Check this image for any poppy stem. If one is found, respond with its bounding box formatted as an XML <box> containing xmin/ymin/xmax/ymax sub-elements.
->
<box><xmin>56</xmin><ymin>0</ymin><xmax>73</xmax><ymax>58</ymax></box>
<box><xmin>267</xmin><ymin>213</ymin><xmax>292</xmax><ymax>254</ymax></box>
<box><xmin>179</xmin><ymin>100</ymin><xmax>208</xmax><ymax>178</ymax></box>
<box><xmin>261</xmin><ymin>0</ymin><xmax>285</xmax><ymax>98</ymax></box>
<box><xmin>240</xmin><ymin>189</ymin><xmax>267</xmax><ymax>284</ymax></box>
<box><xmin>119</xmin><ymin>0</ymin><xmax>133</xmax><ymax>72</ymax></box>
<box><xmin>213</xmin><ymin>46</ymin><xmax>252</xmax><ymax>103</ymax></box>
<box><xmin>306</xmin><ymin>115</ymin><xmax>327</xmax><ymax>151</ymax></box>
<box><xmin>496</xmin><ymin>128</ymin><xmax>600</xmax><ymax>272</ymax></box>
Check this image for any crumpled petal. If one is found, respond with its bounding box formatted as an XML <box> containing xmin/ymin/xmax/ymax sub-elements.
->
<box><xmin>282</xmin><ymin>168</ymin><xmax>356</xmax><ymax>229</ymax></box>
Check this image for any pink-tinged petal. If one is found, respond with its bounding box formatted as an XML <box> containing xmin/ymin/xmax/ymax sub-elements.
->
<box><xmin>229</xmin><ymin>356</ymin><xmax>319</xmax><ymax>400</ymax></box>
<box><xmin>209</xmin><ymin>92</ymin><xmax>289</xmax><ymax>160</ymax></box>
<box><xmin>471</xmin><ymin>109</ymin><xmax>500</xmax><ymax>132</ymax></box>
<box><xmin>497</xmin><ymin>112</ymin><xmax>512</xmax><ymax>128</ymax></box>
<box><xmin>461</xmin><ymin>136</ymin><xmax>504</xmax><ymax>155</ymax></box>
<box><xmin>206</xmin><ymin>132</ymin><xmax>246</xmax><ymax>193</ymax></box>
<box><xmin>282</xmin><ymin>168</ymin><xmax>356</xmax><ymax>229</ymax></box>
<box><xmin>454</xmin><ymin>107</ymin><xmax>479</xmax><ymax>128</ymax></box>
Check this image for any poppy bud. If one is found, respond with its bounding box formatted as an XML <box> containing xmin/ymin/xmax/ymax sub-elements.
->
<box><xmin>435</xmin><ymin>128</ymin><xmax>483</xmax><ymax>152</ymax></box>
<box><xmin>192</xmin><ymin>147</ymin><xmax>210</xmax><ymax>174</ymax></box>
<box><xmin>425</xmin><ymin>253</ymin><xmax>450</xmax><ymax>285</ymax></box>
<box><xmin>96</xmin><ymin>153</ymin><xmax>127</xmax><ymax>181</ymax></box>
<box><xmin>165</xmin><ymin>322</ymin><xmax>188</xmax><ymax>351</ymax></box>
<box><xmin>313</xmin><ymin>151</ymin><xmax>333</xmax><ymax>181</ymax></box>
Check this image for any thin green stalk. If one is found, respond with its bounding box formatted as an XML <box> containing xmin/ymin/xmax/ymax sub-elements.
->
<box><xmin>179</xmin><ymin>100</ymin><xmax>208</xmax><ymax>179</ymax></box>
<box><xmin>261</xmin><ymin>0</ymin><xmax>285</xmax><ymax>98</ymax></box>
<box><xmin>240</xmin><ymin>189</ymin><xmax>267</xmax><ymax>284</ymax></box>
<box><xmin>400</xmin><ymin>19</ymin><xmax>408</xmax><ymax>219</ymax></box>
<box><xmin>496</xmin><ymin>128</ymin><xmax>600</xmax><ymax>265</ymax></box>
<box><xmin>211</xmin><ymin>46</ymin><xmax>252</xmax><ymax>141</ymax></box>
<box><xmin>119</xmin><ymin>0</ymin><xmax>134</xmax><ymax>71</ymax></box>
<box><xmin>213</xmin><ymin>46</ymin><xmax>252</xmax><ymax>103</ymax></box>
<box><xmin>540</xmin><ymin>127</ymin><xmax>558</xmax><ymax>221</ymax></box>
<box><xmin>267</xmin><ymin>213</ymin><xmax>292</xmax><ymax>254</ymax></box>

_____

*Prompt:*
Rewrite all the items above, changing "bounding box" to "enclosing rectangle" wherever it occurs and leaving everything else the same.

*Result for this exercise:*
Check this image for any poppy stem. If one is found, respond with its enclosing rectangle formatted as an XML <box> containing xmin/ymin/xmax/ymax sub-elements.
->
<box><xmin>56</xmin><ymin>0</ymin><xmax>73</xmax><ymax>58</ymax></box>
<box><xmin>267</xmin><ymin>213</ymin><xmax>292</xmax><ymax>254</ymax></box>
<box><xmin>179</xmin><ymin>100</ymin><xmax>208</xmax><ymax>178</ymax></box>
<box><xmin>261</xmin><ymin>0</ymin><xmax>285</xmax><ymax>98</ymax></box>
<box><xmin>240</xmin><ymin>189</ymin><xmax>267</xmax><ymax>284</ymax></box>
<box><xmin>119</xmin><ymin>0</ymin><xmax>133</xmax><ymax>72</ymax></box>
<box><xmin>213</xmin><ymin>46</ymin><xmax>252</xmax><ymax>103</ymax></box>
<box><xmin>306</xmin><ymin>115</ymin><xmax>327</xmax><ymax>151</ymax></box>
<box><xmin>496</xmin><ymin>128</ymin><xmax>600</xmax><ymax>272</ymax></box>
Check this image for any crumpled petal. If one is found, respond with its enclosing rectangle formatted as an XML <box> containing xmin/ymin/xmax/ymax sub-elements.
->
<box><xmin>282</xmin><ymin>168</ymin><xmax>356</xmax><ymax>229</ymax></box>
Check this image for any pink-tinged petal. If one is found, respond with its enclosing rectangle formatted as an XML <box> containing xmin/ymin/xmax/ymax sub-elements.
->
<box><xmin>229</xmin><ymin>356</ymin><xmax>319</xmax><ymax>400</ymax></box>
<box><xmin>209</xmin><ymin>92</ymin><xmax>289</xmax><ymax>160</ymax></box>
<box><xmin>471</xmin><ymin>109</ymin><xmax>500</xmax><ymax>132</ymax></box>
<box><xmin>497</xmin><ymin>112</ymin><xmax>512</xmax><ymax>128</ymax></box>
<box><xmin>461</xmin><ymin>136</ymin><xmax>504</xmax><ymax>155</ymax></box>
<box><xmin>206</xmin><ymin>132</ymin><xmax>246</xmax><ymax>193</ymax></box>
<box><xmin>282</xmin><ymin>168</ymin><xmax>356</xmax><ymax>229</ymax></box>
<box><xmin>454</xmin><ymin>107</ymin><xmax>479</xmax><ymax>128</ymax></box>
Check this image for any poppy bud. If one is found, respond with its enclosing rectangle formatted as an XML <box> containing xmin/ymin/xmax/ymax sub-elements.
->
<box><xmin>435</xmin><ymin>128</ymin><xmax>483</xmax><ymax>152</ymax></box>
<box><xmin>192</xmin><ymin>147</ymin><xmax>210</xmax><ymax>174</ymax></box>
<box><xmin>425</xmin><ymin>253</ymin><xmax>450</xmax><ymax>285</ymax></box>
<box><xmin>96</xmin><ymin>153</ymin><xmax>127</xmax><ymax>181</ymax></box>
<box><xmin>165</xmin><ymin>322</ymin><xmax>188</xmax><ymax>351</ymax></box>
<box><xmin>313</xmin><ymin>151</ymin><xmax>333</xmax><ymax>181</ymax></box>
Check this image for any thin green stalk. If one is found, respond with its enclosing rectangle formatted as an XML <box> containing xmin/ymin/xmax/ymax sub-elements.
->
<box><xmin>179</xmin><ymin>100</ymin><xmax>208</xmax><ymax>179</ymax></box>
<box><xmin>261</xmin><ymin>0</ymin><xmax>285</xmax><ymax>98</ymax></box>
<box><xmin>240</xmin><ymin>189</ymin><xmax>267</xmax><ymax>284</ymax></box>
<box><xmin>400</xmin><ymin>19</ymin><xmax>408</xmax><ymax>219</ymax></box>
<box><xmin>496</xmin><ymin>128</ymin><xmax>600</xmax><ymax>265</ymax></box>
<box><xmin>211</xmin><ymin>46</ymin><xmax>252</xmax><ymax>141</ymax></box>
<box><xmin>119</xmin><ymin>0</ymin><xmax>134</xmax><ymax>71</ymax></box>
<box><xmin>213</xmin><ymin>46</ymin><xmax>252</xmax><ymax>103</ymax></box>
<box><xmin>540</xmin><ymin>127</ymin><xmax>558</xmax><ymax>221</ymax></box>
<box><xmin>267</xmin><ymin>213</ymin><xmax>292</xmax><ymax>254</ymax></box>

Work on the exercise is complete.